• WHAT TO PRODUCE:
Output each entry verbatim and exclude every picture from it.

(Referring expression pointing data)
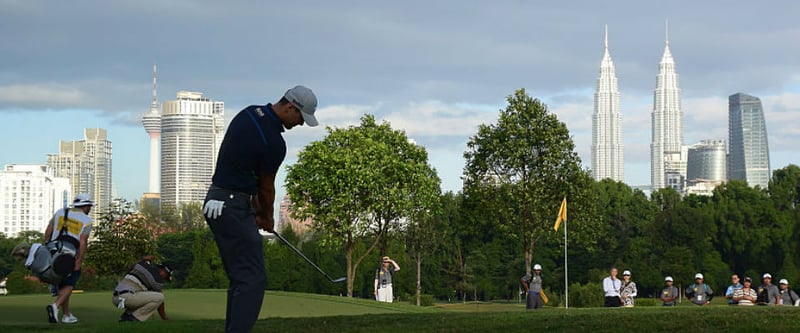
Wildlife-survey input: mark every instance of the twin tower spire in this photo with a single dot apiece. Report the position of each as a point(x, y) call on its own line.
point(667, 131)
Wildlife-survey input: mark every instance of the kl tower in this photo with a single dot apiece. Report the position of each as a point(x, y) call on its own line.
point(152, 124)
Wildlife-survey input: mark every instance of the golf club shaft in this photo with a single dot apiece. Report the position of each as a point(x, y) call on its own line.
point(302, 255)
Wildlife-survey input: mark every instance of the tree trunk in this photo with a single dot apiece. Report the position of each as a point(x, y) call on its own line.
point(350, 271)
point(419, 285)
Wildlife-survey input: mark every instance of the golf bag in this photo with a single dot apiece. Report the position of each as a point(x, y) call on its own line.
point(63, 251)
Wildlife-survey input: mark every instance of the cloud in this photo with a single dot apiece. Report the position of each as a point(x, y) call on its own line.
point(44, 95)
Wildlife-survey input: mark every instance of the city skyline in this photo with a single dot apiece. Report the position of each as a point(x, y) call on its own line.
point(88, 165)
point(192, 128)
point(607, 148)
point(455, 72)
point(749, 148)
point(667, 158)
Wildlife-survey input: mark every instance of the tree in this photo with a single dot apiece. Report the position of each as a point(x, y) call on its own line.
point(424, 234)
point(121, 238)
point(521, 167)
point(360, 183)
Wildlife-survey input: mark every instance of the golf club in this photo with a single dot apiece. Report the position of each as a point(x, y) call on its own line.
point(341, 279)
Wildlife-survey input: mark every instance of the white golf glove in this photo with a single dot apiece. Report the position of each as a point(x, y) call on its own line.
point(213, 208)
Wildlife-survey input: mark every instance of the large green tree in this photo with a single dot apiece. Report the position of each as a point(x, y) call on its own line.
point(521, 167)
point(121, 237)
point(358, 183)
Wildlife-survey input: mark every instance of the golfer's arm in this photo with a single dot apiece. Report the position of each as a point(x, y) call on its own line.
point(81, 251)
point(162, 312)
point(266, 195)
point(48, 232)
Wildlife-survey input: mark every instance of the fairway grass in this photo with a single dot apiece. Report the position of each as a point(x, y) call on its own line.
point(203, 311)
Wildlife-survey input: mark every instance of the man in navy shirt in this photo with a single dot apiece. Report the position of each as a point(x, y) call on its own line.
point(242, 195)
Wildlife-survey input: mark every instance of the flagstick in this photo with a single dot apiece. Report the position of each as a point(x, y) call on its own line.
point(566, 271)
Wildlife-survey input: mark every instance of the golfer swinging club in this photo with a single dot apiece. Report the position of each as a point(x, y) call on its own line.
point(242, 195)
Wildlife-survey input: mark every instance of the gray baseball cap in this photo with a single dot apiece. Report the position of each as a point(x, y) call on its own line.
point(305, 100)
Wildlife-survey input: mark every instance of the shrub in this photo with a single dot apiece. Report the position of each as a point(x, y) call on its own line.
point(585, 296)
point(424, 300)
point(647, 301)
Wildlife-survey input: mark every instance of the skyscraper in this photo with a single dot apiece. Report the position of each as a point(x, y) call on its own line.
point(747, 133)
point(152, 124)
point(87, 165)
point(29, 194)
point(666, 159)
point(607, 147)
point(706, 164)
point(191, 132)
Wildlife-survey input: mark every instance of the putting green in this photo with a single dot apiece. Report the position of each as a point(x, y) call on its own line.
point(195, 304)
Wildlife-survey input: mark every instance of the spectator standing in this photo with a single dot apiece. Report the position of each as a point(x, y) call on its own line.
point(611, 287)
point(628, 292)
point(532, 283)
point(768, 293)
point(670, 293)
point(788, 296)
point(745, 296)
point(734, 285)
point(699, 292)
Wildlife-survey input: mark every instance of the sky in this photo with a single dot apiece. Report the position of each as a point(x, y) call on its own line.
point(434, 69)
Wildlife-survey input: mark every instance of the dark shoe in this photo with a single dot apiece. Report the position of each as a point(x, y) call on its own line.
point(127, 317)
point(52, 313)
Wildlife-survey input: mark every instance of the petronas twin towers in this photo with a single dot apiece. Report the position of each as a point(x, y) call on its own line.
point(668, 163)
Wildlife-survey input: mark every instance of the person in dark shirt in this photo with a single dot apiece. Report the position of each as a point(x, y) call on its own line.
point(141, 291)
point(242, 195)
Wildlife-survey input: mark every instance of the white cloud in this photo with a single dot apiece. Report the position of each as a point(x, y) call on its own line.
point(48, 95)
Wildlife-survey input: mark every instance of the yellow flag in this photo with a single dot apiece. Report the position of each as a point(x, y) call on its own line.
point(562, 214)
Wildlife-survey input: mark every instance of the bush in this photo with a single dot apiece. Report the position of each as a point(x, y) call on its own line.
point(586, 296)
point(647, 301)
point(424, 300)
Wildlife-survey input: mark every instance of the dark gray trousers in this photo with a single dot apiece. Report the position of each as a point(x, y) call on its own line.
point(241, 248)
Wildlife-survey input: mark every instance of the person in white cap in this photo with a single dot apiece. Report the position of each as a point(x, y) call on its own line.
point(70, 225)
point(611, 287)
point(383, 280)
point(745, 296)
point(788, 296)
point(241, 197)
point(628, 291)
point(768, 293)
point(734, 285)
point(670, 293)
point(532, 284)
point(699, 291)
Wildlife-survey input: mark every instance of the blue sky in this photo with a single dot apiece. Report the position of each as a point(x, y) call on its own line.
point(434, 69)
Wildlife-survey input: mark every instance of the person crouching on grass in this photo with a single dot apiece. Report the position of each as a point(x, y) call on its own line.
point(140, 292)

• RESULT OF THE EXERCISE:
Wildlife-survey input: mark every instance of the twin tower spire in this photo with a single dot apiece. Report the position of each as a point(x, y) call on its own line.
point(667, 131)
Wildlife-survey input: mark every instance of the kl tower in this photo with a single dot apiece. Report the position of each as a point(x, y) call on its own line.
point(152, 124)
Wildlife-survey input: mark every instance of the golf club shaft in this photo with a single dot apiece. Report the position of each as a point(x, y) call on its own line.
point(302, 255)
Wildlife-survey input: mark every instance of the tree trunk in this photo with a single dot apiece. Report the position of each as a point(x, y) call on its own line.
point(350, 271)
point(419, 285)
Wildlife-survey input: mark every instance of the golf bag in this photo with a single dot apiece. Report the position of each as a point(x, y) call on its own line.
point(63, 251)
Wildlife-survey input: mark every instance of the cloud in this photo with a single dot apiece. Report the position of each as a point(x, y) call on its own line.
point(44, 95)
Wildlife-survey input: mark every instance of the city skyline in this photo with a single dot apiece. Report the position of each as a point(x, y) call on its own line.
point(88, 165)
point(192, 128)
point(607, 148)
point(455, 72)
point(749, 148)
point(667, 158)
Wildlife-survey input: mark every instance of the tree in this photo with a single dot apiece. Report the position of each as a point(x, y) call on its own line.
point(424, 234)
point(121, 238)
point(521, 167)
point(360, 183)
Wildlife-survey input: mark every instance of the golf club in this photo with a single dot apiece. Report the position of each as a point(x, y) call on its own line.
point(341, 279)
Wildlife-survey input: mark every instance of the white golf glove in this photo with a single dot apiece. Report the position of each as a point(x, y) call on its own line.
point(213, 208)
Wildlife-survey input: mark every instance of the large green tree in this photo with a single dot apiece. Report the position of each as a point(x, y) call on its own line.
point(521, 167)
point(121, 237)
point(358, 183)
Wildlife-survey input: mark every instance of the golfer's arm in this photo with a single dot apiece. Report the position of each as a point(x, y) call on its own line.
point(81, 251)
point(162, 312)
point(266, 195)
point(48, 232)
Wildlife-survey input: mark every instance of the fairway grass in this photo with a single dot apiece. Report the position of each as a point(x, y) call on its own line.
point(203, 311)
Wildlife-survey input: mark every instance of the man in navy shirt in this photo with a single dot apiece. Report the position of each as a point(x, y) call on its own line.
point(242, 195)
Wildlife-survey input: mark every instance of the flagstick in this photo with a single dot apiece. Report the position of each as a point(x, y) call on its own line.
point(566, 271)
Wildlife-survey input: mark every instance of the golfer swinging club in this photo with a single dot apiece. Report the position of each as a point(x, y) call on its own line.
point(242, 195)
Wildlife-survey input: mark every instance of the gray baseball cap in this photo with a single dot apiece. Report the position of each as a point(x, y) call on its own line.
point(305, 100)
Wildlife-survey input: mark every instance of the shrub in this photo with a single dot apiece. Report the position of each as a point(x, y) call on its own line.
point(585, 296)
point(424, 300)
point(647, 301)
Wildlife-survey input: mark every instance of the skyscraper in this photo with a single dot apiece. Report the position of each as a point(x, y) call on its own line.
point(747, 133)
point(152, 124)
point(87, 165)
point(29, 194)
point(666, 159)
point(607, 147)
point(706, 164)
point(191, 132)
Wildlife-survey input: mark every instance of the putting green in this photo with a single dot apiece. Report the position of each as a point(x, y) call on its own line.
point(195, 304)
Wildlife-survey input: mark every instance of the spectator standing in this photo with a single dot apiece. Report the position of each as a point(x, y) call on its own line.
point(611, 287)
point(628, 292)
point(532, 283)
point(768, 293)
point(670, 293)
point(788, 296)
point(745, 296)
point(734, 285)
point(699, 292)
Wildlife-survey input: mark every instance of the sky in this photo with a single dot apiece. Report the position of each as a point(x, y) call on its own line.
point(434, 69)
Wildlife-survey input: mark every instance of the dark shoe in this photo with a single dot apiece. Report the position of each as a point(x, y) call on its own line.
point(127, 317)
point(52, 313)
Wildlife-survey input: mark every instance of the petronas twin towers in this photo with a single dot apiece. Report the position of each as a point(x, y) call on its own line.
point(668, 163)
Wildlife-survey input: mark every instance of the person in dark shirt in this photo with a single dot apiece. Report the position of each as a point(x, y) call on its own line.
point(141, 291)
point(242, 195)
Wildlife-survey input: mark every instance of the white cloud in this photo with a single dot apiece. Report the position of each as a point(x, y) call on its own line.
point(48, 95)
Wildlife-survey input: mark every instance of the yellow flag in this photo with a single dot apiece. Report the position of each as a point(x, y) call on its own line.
point(562, 214)
Wildlife-survey input: mark every instance of the bush in this photo with a single dot apiece. Report the position of each as a point(x, y) call on its own line.
point(586, 296)
point(647, 301)
point(424, 300)
Wildlife-survey input: mark every instance of the dark gray trousers in this photo with a single dot apiece. Report the position of each as a point(x, y) call on its own line.
point(241, 248)
Wildlife-survey input: mark every instance of the person in white cap in this photo with a single dot apiece. Report the position of each as a point(x, y) call on its own line.
point(70, 225)
point(611, 287)
point(383, 280)
point(745, 296)
point(788, 296)
point(241, 197)
point(628, 291)
point(768, 293)
point(734, 285)
point(670, 293)
point(532, 284)
point(699, 291)
Wildlife-survey input: mark every instance of the blue sky in this photo with a single dot apiece. Report the position of each as a point(x, y) call on its own line.
point(434, 69)
Wildlife-survey input: mark every instance of the person crouching on grass in this photo with a single dot apiece. Report the position of each as a point(x, y) call on its own line.
point(140, 292)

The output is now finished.